TASK OBJECTIVE - For every record that follows, transcribe the text exactly and leave any image out.

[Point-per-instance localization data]
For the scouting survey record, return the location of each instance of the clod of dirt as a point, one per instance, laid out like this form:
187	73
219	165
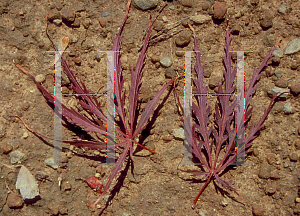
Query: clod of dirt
267	21
27	184
6	148
145	4
166	62
187	3
292	47
66	186
295	89
271	188
294	156
200	19
264	170
183	39
54	14
17	157
68	15
170	73
53	210
50	162
258	210
40	78
219	10
14	201
281	83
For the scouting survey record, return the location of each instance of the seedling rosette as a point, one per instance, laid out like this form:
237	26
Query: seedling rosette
94	120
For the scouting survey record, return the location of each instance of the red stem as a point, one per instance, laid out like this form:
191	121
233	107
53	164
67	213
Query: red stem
204	186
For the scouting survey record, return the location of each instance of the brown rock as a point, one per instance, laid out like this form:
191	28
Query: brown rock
264	170
66	186
53	210
102	23
6	148
14	201
295	89
187	3
271	188
258	210
77	61
54	14
293	156
68	15
281	83
267	21
76	23
183	39
219	10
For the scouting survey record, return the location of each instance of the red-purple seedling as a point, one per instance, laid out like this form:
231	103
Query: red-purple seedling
208	141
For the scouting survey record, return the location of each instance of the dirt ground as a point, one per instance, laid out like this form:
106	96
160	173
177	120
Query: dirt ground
155	186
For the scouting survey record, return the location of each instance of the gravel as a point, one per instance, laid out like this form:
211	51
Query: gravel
292	47
145	4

TASK SOLUTION -
For the scouting survey record, return the location of each instance of the clod of dirt as a point, one per instance, laid out like this form:
187	73
219	165
Query: clod of dirt
267	21
27	184
6	148
145	4
166	62
187	3
292	47
66	186
295	89
271	188
294	156
200	19
264	170
183	39
54	14
17	157
68	15
170	73
53	210
50	162
258	210
40	78
219	10
14	201
281	83
For the scouting survey record, return the location of each instance of the seedling rosette as a point, one per instance, laid out like this form:
237	26
Query: seedling rosette
94	120
For the scouting survey record, return the location of each instance of the red stem as a point, one per instance, laid out like this form:
191	121
233	107
53	164
67	213
Query: red stem
204	186
For the scouting survey record, return the location of each instance of the brown rock as a point, one per instance, laid out like this form:
191	28
Query: brown rock
264	170
66	186
53	210
102	23
6	148
14	201
295	89
187	3
271	188
258	210
77	61
54	14
293	156
68	15
281	83
267	21
76	23
183	39
219	10
For the scouting survey record, return the location of each instance of the red-purple seedling as a point, one per instance, laid out like this form:
231	103
Query: red-purple seedling
208	141
For the scouting survey record, return the location of each instance of the dirt ground as a point, one per instance, laid out like this form:
106	96
160	173
177	120
Query: dirt ground
155	186
For the scouting survey record, return the location of each instance of the gravel as a point, one per instance, laid out like this form:
211	51
Query: gravel
292	47
145	4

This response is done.